§ **Supplied data**:

------------------------------------

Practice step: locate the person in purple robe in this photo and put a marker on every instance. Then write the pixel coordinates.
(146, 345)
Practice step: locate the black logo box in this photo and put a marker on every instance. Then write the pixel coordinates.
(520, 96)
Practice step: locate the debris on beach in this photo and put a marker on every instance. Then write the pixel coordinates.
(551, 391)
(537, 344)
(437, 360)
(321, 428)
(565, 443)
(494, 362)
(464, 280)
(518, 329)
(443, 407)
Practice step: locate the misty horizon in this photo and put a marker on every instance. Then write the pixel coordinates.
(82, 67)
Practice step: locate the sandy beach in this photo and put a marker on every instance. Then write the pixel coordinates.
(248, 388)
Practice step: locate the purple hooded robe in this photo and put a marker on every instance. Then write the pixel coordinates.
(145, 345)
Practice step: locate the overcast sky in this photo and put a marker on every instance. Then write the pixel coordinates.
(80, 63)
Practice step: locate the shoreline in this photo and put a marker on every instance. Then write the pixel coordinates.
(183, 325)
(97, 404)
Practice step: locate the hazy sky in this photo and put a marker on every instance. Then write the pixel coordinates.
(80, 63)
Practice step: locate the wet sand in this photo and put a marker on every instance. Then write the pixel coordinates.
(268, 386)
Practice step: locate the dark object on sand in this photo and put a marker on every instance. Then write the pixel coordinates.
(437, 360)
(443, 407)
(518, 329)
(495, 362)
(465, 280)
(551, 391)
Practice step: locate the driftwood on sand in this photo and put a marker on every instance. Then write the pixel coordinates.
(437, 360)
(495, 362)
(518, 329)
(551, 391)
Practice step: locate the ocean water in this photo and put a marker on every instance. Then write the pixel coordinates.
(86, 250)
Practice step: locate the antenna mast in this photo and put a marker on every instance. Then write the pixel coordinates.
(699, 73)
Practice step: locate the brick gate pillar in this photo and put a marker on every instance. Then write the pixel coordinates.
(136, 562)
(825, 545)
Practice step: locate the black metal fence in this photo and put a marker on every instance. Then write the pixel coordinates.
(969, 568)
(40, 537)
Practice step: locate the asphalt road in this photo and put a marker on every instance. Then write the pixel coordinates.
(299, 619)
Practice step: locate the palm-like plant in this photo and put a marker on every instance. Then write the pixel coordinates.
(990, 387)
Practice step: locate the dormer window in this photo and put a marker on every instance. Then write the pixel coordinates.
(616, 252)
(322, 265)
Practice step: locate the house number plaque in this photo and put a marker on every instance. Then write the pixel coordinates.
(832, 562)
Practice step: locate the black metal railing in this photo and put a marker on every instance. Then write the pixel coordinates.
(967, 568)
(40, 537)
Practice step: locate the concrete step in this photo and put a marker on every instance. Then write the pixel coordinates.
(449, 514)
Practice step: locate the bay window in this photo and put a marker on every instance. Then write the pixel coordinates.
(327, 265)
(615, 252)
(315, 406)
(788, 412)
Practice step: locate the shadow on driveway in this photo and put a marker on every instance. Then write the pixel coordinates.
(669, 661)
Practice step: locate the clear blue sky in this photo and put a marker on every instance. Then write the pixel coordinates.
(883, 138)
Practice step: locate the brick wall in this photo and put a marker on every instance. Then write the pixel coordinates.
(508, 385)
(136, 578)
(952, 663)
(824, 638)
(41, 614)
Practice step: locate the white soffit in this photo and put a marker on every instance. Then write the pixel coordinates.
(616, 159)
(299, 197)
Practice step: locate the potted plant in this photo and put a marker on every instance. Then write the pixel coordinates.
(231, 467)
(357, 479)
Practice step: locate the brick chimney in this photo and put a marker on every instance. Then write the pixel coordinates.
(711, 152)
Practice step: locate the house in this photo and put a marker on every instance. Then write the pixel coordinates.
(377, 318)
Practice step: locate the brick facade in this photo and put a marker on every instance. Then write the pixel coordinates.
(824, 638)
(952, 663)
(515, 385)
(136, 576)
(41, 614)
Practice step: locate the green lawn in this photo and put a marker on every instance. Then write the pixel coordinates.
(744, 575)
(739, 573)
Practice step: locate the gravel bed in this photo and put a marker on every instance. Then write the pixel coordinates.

------------------------------------

§ **Your objective**:
Exactly reproduce every line of the data above.

§ **Answer to this task**:
Practice step: locate the person in purple robe in this photo and put a marker on every instance. Then write the pixel coordinates.
(146, 345)
Practice step: locate the black logo box in this photo and put a marker on every instance. Then write the pixel coordinates.
(520, 96)
Practice step: locate the debris on beach in this photo and put a marker on every instance. Then write the pixel coordinates.
(551, 391)
(537, 344)
(437, 360)
(321, 428)
(565, 443)
(494, 362)
(464, 280)
(518, 329)
(443, 407)
Practice step: locate the misty horizon in this photo and put a marker on every instance. Then write the pixel coordinates.
(82, 67)
Practice step: locate the sandy beach in this photo and put a marker on every instance. Then write the pixel coordinates.
(248, 388)
Practice step: locate the purple hooded robe in this photo and put a marker on every instance. Then write the pixel coordinates.
(145, 345)
Practice step: locate the overcast sky in this photo and put a marker on every instance. Then write the pixel coordinates.
(80, 63)
Practice step: locate the shoreline in this photo and put a marker on every instance. Then write the pixel coordinates.
(183, 325)
(97, 404)
Practice step: locate the hazy sky in this photo and put a marker on every instance. Then write the pixel coordinates.
(80, 63)
Practice step: locate the wet sand in this photo and put a marker on every instance. Then write the pixel coordinates.
(268, 386)
Practice step: locate the dark object on sand in this photo and put a marker on every instance. Then write the pixel coordinates.
(437, 360)
(443, 407)
(518, 329)
(495, 362)
(465, 280)
(551, 391)
Practice step: locate the driftwood on sand in this photo and put a marker on every instance. Then write the pixel coordinates.
(437, 360)
(495, 362)
(518, 329)
(551, 391)
Practice step: locate the ocean water in this photo and put a marker on every instance. Then write the pixel coordinates.
(86, 250)
Practice step: locate the antenna mast in this photo and put a marker on every instance. Then write the pixel coordinates.
(699, 73)
Practice step: locate the brick gate pillar in this photo and put a marker on every instance. Then write the pixel coordinates.
(136, 562)
(825, 545)
Practice step: locate the black metal fence in this photo and put a marker on every instance. Then write the pixel coordinates.
(969, 568)
(40, 537)
Practice step: locate the asphalt road in this photo and put a marker on every instance. Then write the pixel coordinates.
(299, 619)
Practice step: locate the palm-like plant in this photo and put a marker on every instance. Then write the pixel coordinates.
(990, 387)
Practice step: locate the dormer window in this photo and put a marker on every instance. Then write the pixel coordinates.
(616, 252)
(322, 265)
Practice step: locate the house number plaque in this photo and put a marker on every instance. Then write the pixel coordinates.
(832, 562)
Practice step: locate the black metal railing in this photo and put a marker on every instance. Then write the pixel coordinates.
(967, 568)
(40, 537)
Practice step: locate the concrete step in this photo and put a marker on every instance. Then write the pixel coordinates.
(449, 514)
Practice step: locate the bay window in this photo and put a marker on every instance. Then write the pixel coordinates.
(327, 265)
(615, 252)
(315, 406)
(788, 412)
Practice step: locate the shadow on driveway in this photo and put a marker on every instance. Then write the pixel coordinates.
(669, 661)
Practice step: locate the clear blue sky in this photo and put a marker on every instance. Then write the pixel coordinates.
(883, 138)
Practice step: locate the brick wall in this photo and put a marker on every instance. Then write the pixel coordinates.
(508, 385)
(136, 578)
(952, 663)
(824, 638)
(41, 614)
Practice step: locate the white soffit in this photo and put a marker on every instance. Then write the pixel coordinates.
(616, 159)
(299, 197)
Practice step: locate the potted plant in this photo and put a marker on every instance. Then write the pixel coordinates.
(231, 467)
(357, 479)
Practice step: locate the brick chimney in this photo and put a marker on every instance. Then write the pixel coordinates.
(711, 152)
Practice step: locate the house in this photo and put a marker on every instance. Then write the pixel coordinates.
(377, 318)
Practice step: locate the brick facade in this photo and put a marker on every instance. Then write the pixel coordinates.
(824, 638)
(952, 663)
(515, 385)
(136, 576)
(41, 614)
Practice step: locate the green lawn in this photo and put a marker on every instance. Then write the pixel coordinates.
(744, 575)
(739, 573)
Practice step: locate the gravel bed in this photo and put a marker on every instance. Then write the pixel coordinates.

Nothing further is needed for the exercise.